• [Objective] Copy out the part of the records that opens with the line containing "# test: locate points for every instance of the blue" and runs through the end of the records, keeping the requests and adding 28 to every coordinate in the answers. Omit the picture lines.

[Excerpts from point annotation data]

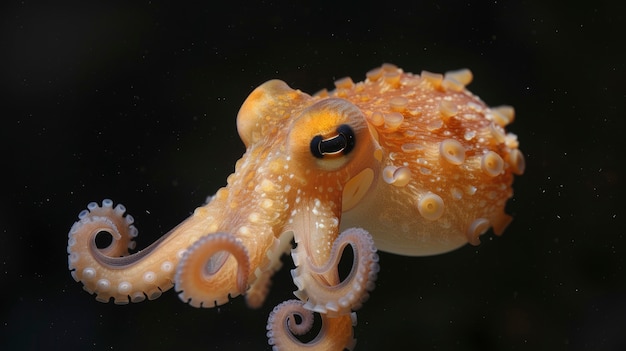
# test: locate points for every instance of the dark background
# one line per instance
(138, 103)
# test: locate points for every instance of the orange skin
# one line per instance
(417, 161)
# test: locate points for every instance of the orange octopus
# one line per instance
(409, 164)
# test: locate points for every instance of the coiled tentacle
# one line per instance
(283, 327)
(203, 277)
(321, 287)
(102, 271)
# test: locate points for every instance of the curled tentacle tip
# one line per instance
(320, 287)
(204, 275)
(291, 320)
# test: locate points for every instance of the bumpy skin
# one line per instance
(417, 161)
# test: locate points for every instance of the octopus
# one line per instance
(410, 164)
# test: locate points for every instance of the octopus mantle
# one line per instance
(409, 164)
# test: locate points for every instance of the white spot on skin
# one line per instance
(124, 287)
(89, 273)
(149, 277)
(167, 266)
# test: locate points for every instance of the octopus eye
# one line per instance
(342, 142)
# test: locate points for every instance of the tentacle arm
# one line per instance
(111, 272)
(320, 286)
(283, 328)
(317, 256)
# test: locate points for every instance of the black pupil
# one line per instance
(342, 142)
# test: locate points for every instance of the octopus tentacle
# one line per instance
(203, 276)
(321, 288)
(101, 270)
(282, 328)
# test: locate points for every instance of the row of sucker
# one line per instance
(328, 297)
(111, 272)
(204, 277)
(291, 319)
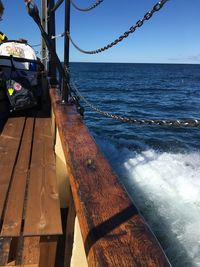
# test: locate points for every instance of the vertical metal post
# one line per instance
(65, 87)
(51, 32)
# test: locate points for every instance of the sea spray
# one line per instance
(166, 189)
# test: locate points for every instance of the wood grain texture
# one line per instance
(29, 251)
(14, 208)
(9, 145)
(48, 246)
(4, 250)
(113, 232)
(43, 211)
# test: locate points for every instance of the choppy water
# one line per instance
(159, 166)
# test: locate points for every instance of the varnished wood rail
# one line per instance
(113, 232)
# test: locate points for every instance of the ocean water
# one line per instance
(158, 166)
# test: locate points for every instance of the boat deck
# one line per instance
(29, 202)
(103, 227)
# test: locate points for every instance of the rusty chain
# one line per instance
(88, 8)
(132, 29)
(176, 123)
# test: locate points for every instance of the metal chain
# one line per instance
(88, 8)
(132, 29)
(176, 123)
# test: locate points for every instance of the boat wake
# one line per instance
(165, 187)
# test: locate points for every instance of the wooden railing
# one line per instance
(113, 232)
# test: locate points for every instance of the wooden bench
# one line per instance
(30, 218)
(113, 231)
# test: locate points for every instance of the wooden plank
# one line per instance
(69, 232)
(29, 251)
(4, 250)
(43, 211)
(9, 145)
(113, 231)
(14, 209)
(48, 246)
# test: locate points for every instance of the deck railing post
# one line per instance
(65, 86)
(51, 32)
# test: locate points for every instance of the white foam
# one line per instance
(166, 187)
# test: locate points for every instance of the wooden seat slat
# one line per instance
(42, 213)
(29, 252)
(9, 145)
(14, 208)
(114, 233)
(4, 250)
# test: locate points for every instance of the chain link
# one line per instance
(132, 29)
(176, 123)
(88, 8)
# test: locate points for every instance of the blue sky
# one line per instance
(171, 36)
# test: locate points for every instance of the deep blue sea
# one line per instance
(158, 166)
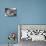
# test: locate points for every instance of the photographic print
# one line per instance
(10, 11)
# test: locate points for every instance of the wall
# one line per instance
(28, 12)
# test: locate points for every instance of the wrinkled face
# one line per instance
(10, 12)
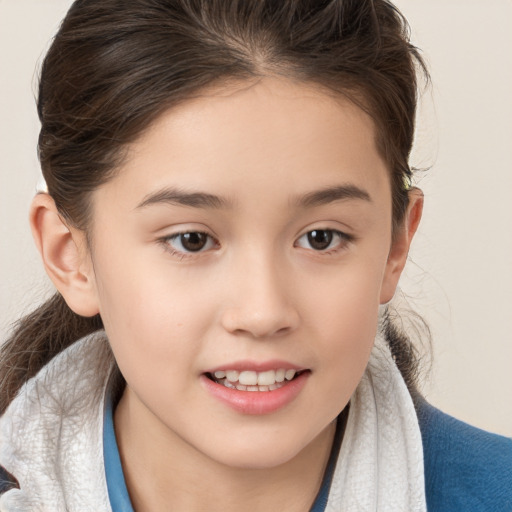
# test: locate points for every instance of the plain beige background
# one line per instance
(460, 276)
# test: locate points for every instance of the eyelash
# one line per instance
(211, 242)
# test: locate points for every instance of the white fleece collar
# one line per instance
(51, 439)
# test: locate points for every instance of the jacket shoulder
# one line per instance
(466, 468)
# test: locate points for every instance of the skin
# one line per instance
(257, 291)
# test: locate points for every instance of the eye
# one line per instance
(192, 241)
(323, 239)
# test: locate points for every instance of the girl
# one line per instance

• [Output for this task]
# test: locate points for every instance of the blue sky
# one line per instance
(199, 64)
# test: locate points for every instance of the deep blue sea
# one line per instance
(186, 194)
# test: locate points for every instance of the photographic print
# one line per instance
(38, 39)
# test: locate points for every instance of the wall
# one line per instance
(56, 40)
# test: locate points for every instance of the wrinkled face
# one line per instance
(38, 40)
# test: locate points for every instance of the plain beige background
# one line per instance
(488, 304)
# test: locate points for every instance of the eyelash
# one line per instance
(239, 270)
# test: locate points for every instance of the white fleece collar
# one line per instance
(79, 467)
# test: locate points for every instance of the jacket shoulder
# one line per instance
(494, 496)
# test: locate points for every instance of the skin
# one line per instance
(285, 319)
# test: locate points for every instance of the eye
# one line per instance
(220, 269)
(351, 267)
# test: locate points for every instance of the girl
# one line per instance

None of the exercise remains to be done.